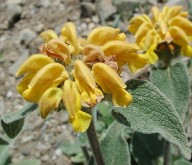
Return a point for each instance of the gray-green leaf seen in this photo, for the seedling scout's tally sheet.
(12, 123)
(175, 84)
(182, 162)
(4, 154)
(27, 162)
(146, 149)
(114, 146)
(3, 141)
(151, 112)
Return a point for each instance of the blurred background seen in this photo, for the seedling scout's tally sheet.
(21, 22)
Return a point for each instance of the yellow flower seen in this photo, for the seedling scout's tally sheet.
(90, 94)
(72, 101)
(169, 25)
(35, 83)
(125, 53)
(110, 82)
(68, 32)
(50, 100)
(102, 35)
(72, 72)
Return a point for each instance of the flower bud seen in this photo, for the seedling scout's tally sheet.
(50, 100)
(110, 82)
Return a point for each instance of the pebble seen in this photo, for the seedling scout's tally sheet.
(9, 94)
(26, 36)
(45, 158)
(58, 152)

==================================================

Please reproduce all of the entries above word for word, leaving out the pictures.

Task solution:
Return a point for each instance of the gray-green leaf seen in this photo, for the seedling scout's tally sheet.
(12, 123)
(175, 84)
(182, 162)
(4, 154)
(27, 162)
(146, 149)
(114, 146)
(3, 141)
(151, 112)
Return a point for each instance of the blurred background seen in this photo, for the seedling scout's tally sheet.
(21, 22)
Return a point for each instance of the yellow flower seen in this photo, for the seedling scout's tally sheet.
(90, 94)
(72, 101)
(169, 25)
(35, 83)
(125, 53)
(110, 82)
(68, 32)
(50, 100)
(102, 35)
(72, 72)
Return a point for each instance of the flower bud seen in this photo, for the seedling scout's tally sheet.
(50, 100)
(110, 82)
Return a point for each instance of the pebble seen in this photo, for the seedling scout's tally sheet.
(9, 94)
(26, 36)
(45, 158)
(58, 152)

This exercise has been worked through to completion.